Data records:
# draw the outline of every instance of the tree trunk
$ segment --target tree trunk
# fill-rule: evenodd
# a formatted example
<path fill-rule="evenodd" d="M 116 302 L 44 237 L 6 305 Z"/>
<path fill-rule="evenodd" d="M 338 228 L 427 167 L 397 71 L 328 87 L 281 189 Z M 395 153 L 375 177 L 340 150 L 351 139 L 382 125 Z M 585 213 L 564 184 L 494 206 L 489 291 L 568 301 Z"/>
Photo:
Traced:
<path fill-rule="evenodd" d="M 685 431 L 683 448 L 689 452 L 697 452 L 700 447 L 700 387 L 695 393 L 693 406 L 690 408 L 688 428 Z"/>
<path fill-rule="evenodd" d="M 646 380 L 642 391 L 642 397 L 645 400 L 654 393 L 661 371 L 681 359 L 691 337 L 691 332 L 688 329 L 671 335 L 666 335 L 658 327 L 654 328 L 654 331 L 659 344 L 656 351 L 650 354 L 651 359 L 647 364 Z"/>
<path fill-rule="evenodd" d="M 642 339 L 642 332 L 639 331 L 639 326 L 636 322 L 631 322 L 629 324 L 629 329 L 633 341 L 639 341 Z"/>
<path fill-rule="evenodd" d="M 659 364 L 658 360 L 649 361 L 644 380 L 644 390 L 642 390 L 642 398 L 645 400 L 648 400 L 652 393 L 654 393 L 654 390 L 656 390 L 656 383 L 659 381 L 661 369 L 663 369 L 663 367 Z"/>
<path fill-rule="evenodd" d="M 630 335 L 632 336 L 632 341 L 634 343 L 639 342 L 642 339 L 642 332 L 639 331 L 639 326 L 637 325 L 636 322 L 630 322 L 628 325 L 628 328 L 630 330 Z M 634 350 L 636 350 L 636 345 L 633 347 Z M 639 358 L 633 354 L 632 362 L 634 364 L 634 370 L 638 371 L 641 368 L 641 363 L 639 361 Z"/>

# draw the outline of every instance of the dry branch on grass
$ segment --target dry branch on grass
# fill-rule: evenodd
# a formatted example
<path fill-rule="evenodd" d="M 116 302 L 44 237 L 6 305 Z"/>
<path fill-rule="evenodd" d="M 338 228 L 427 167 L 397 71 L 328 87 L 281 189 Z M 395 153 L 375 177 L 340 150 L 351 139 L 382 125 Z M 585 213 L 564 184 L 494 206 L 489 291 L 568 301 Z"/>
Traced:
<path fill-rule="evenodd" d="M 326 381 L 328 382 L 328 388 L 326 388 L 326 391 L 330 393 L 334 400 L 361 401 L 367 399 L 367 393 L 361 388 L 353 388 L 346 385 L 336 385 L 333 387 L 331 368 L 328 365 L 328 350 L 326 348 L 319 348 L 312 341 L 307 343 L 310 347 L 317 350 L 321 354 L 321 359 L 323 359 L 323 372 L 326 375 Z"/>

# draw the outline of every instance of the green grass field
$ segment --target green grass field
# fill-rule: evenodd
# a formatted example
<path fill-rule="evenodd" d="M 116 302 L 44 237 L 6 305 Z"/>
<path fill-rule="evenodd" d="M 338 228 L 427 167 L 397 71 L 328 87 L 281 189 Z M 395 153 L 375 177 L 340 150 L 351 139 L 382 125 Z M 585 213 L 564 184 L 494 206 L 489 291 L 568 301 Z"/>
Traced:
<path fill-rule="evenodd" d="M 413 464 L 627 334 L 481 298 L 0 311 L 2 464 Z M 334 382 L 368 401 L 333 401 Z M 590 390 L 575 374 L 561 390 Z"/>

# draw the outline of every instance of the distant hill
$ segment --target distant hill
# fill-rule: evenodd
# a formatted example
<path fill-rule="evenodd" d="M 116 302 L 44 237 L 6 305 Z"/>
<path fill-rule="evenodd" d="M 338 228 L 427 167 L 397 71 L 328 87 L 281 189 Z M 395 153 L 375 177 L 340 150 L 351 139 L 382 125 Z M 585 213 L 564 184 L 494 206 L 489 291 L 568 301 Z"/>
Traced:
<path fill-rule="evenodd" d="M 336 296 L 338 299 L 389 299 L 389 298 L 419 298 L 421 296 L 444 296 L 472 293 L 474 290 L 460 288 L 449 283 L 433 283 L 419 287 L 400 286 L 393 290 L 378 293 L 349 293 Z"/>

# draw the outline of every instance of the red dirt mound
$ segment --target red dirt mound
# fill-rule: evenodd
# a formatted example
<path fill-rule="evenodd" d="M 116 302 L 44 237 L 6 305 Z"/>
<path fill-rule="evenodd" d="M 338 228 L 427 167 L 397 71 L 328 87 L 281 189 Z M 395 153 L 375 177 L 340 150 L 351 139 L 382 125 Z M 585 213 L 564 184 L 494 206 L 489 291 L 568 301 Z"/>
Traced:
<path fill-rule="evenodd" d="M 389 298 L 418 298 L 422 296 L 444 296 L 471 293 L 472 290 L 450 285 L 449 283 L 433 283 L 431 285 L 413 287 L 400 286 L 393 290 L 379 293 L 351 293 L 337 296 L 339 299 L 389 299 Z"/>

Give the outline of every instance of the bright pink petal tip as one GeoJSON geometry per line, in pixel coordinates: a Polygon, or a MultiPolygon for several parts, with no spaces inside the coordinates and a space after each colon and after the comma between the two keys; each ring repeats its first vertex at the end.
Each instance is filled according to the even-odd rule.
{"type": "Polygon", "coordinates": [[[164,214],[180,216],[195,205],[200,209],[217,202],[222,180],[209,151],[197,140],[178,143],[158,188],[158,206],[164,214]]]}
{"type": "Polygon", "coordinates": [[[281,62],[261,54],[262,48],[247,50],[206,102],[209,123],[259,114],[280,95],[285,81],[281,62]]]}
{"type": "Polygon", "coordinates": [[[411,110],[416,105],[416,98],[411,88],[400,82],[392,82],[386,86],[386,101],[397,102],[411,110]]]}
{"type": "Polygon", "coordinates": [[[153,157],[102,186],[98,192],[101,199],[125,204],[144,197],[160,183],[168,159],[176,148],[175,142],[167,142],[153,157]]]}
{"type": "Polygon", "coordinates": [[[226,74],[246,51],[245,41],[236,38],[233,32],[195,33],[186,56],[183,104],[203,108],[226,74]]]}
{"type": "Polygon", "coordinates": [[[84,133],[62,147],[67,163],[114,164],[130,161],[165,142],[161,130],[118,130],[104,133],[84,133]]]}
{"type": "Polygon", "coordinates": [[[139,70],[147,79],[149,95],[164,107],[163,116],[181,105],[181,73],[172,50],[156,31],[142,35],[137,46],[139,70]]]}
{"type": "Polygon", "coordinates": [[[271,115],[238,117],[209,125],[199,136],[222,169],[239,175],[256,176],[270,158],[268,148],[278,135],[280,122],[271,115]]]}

* WHAT YOU HAVE TO DO *
Every line of the records should be reproduced exactly.

* THE ANSWER *
# draw the outline of every instance of the tree trunk
$ segment --target tree trunk
# fill-rule: evenodd
# a formatted example
<path fill-rule="evenodd" d="M 116 302 L 44 237 L 6 305 Z"/>
<path fill-rule="evenodd" d="M 338 228 L 427 167 L 397 71 L 328 87 L 281 189 Z M 395 153 L 375 177 L 340 150 L 351 139 L 382 125 Z M 585 213 L 564 184 L 494 206 L 489 291 L 568 301 Z"/>
Photo:
Traced:
<path fill-rule="evenodd" d="M 685 431 L 683 448 L 689 452 L 697 452 L 700 447 L 700 387 L 695 393 L 693 406 L 690 408 L 688 428 Z"/>
<path fill-rule="evenodd" d="M 646 380 L 642 391 L 642 397 L 645 400 L 654 393 L 661 371 L 681 359 L 691 337 L 691 332 L 688 329 L 671 335 L 666 335 L 658 327 L 654 328 L 654 331 L 659 344 L 656 351 L 650 354 L 651 359 L 647 364 Z"/>
<path fill-rule="evenodd" d="M 642 339 L 642 332 L 639 331 L 639 326 L 636 322 L 631 322 L 629 324 L 629 329 L 633 341 L 639 341 Z"/>
<path fill-rule="evenodd" d="M 659 364 L 658 360 L 649 361 L 644 380 L 644 390 L 642 390 L 642 398 L 645 400 L 648 400 L 652 393 L 654 393 L 654 390 L 656 390 L 656 383 L 659 381 L 661 369 L 663 369 L 663 367 Z"/>
<path fill-rule="evenodd" d="M 630 335 L 632 336 L 632 341 L 634 343 L 639 342 L 642 339 L 642 332 L 639 331 L 639 326 L 637 325 L 636 322 L 630 322 L 628 325 L 628 328 L 630 330 Z M 634 350 L 636 350 L 636 345 L 633 347 Z M 639 358 L 633 354 L 632 362 L 634 364 L 634 370 L 638 371 L 641 368 L 641 363 L 639 361 Z"/>

# draw the outline of every instance of the dry branch on grass
$ segment --target dry branch on grass
# fill-rule: evenodd
# a formatted example
<path fill-rule="evenodd" d="M 116 302 L 44 237 L 6 305 Z"/>
<path fill-rule="evenodd" d="M 338 228 L 427 167 L 397 71 L 328 87 L 281 189 Z M 395 153 L 375 177 L 340 150 L 351 139 L 382 125 Z M 585 213 L 564 184 L 494 206 L 489 291 L 568 301 Z"/>
Traced:
<path fill-rule="evenodd" d="M 326 381 L 328 382 L 328 388 L 326 388 L 326 391 L 330 393 L 334 400 L 361 401 L 367 399 L 367 393 L 361 388 L 353 388 L 346 385 L 336 385 L 333 387 L 331 368 L 328 365 L 328 350 L 326 348 L 319 348 L 312 341 L 307 343 L 310 347 L 317 350 L 321 354 L 321 359 L 323 359 L 323 372 L 326 375 Z"/>

# draw the outline of every instance of the green grass field
$ segment --target green grass field
# fill-rule: evenodd
# a formatted example
<path fill-rule="evenodd" d="M 116 302 L 44 237 L 6 305 Z"/>
<path fill-rule="evenodd" d="M 338 228 L 427 167 L 397 71 L 328 87 L 281 189 Z M 395 153 L 375 177 L 340 150 L 351 139 L 382 125 Z M 585 213 L 564 184 L 494 206 L 489 291 L 568 301 Z"/>
Traced:
<path fill-rule="evenodd" d="M 413 464 L 627 334 L 481 298 L 0 311 L 2 464 Z M 334 382 L 368 401 L 333 401 Z M 590 390 L 575 374 L 561 390 Z"/>

# draw the outline of every instance of the distant hill
$ segment --target distant hill
# fill-rule: evenodd
# a formatted example
<path fill-rule="evenodd" d="M 116 302 L 44 237 L 6 305 Z"/>
<path fill-rule="evenodd" d="M 338 228 L 427 167 L 397 71 L 328 87 L 281 189 Z M 395 153 L 375 177 L 340 150 L 351 139 L 382 125 Z M 585 213 L 564 184 L 494 206 L 489 291 L 568 301 Z"/>
Traced:
<path fill-rule="evenodd" d="M 336 296 L 338 299 L 389 299 L 389 298 L 419 298 L 421 296 L 444 296 L 472 293 L 474 290 L 460 288 L 449 283 L 433 283 L 419 287 L 400 286 L 393 290 L 378 293 L 349 293 Z"/>

# draw the outline of every instance of the red dirt mound
$ segment --target red dirt mound
# fill-rule: evenodd
# a formatted example
<path fill-rule="evenodd" d="M 116 302 L 44 237 L 6 305 Z"/>
<path fill-rule="evenodd" d="M 338 228 L 427 167 L 397 71 L 328 87 L 281 189 Z M 395 153 L 375 177 L 340 150 L 351 139 L 382 125 Z M 585 213 L 564 184 L 494 206 L 489 291 L 568 301 Z"/>
Traced:
<path fill-rule="evenodd" d="M 389 298 L 418 298 L 422 296 L 444 296 L 471 293 L 472 290 L 450 285 L 449 283 L 433 283 L 431 285 L 413 287 L 400 286 L 393 290 L 379 293 L 351 293 L 337 296 L 339 299 L 389 299 Z"/>

Give the outline of every instance of the bright pink petal tip as one GeoJSON geometry per line, in pixel coordinates: a Polygon, or a MultiPolygon for several parts, with no spaces inside the coordinates and a space after each colon and after the comma between the two keys; each ring repeats its first vertex at the end.
Each instance is filled according to the even-odd rule.
{"type": "Polygon", "coordinates": [[[164,214],[180,216],[195,205],[200,209],[217,202],[222,180],[209,151],[197,140],[178,143],[158,188],[158,206],[164,214]]]}
{"type": "Polygon", "coordinates": [[[281,62],[261,54],[262,48],[247,50],[206,102],[209,123],[259,114],[280,95],[285,81],[281,62]]]}
{"type": "Polygon", "coordinates": [[[411,110],[416,105],[416,98],[411,88],[400,82],[392,82],[386,86],[386,101],[397,102],[411,110]]]}
{"type": "Polygon", "coordinates": [[[153,157],[102,186],[98,192],[101,199],[125,204],[144,197],[160,183],[168,159],[176,148],[175,142],[167,142],[153,157]]]}
{"type": "Polygon", "coordinates": [[[226,74],[246,51],[245,41],[236,38],[233,32],[195,33],[186,56],[183,104],[203,108],[226,74]]]}
{"type": "Polygon", "coordinates": [[[84,133],[62,147],[67,163],[114,164],[130,161],[165,142],[161,130],[118,130],[104,133],[84,133]]]}
{"type": "Polygon", "coordinates": [[[139,70],[147,79],[149,95],[164,107],[163,116],[181,105],[181,73],[172,50],[156,31],[142,35],[137,46],[139,70]]]}
{"type": "Polygon", "coordinates": [[[271,115],[238,117],[209,125],[199,136],[222,169],[239,175],[256,176],[270,158],[268,148],[278,135],[280,122],[271,115]]]}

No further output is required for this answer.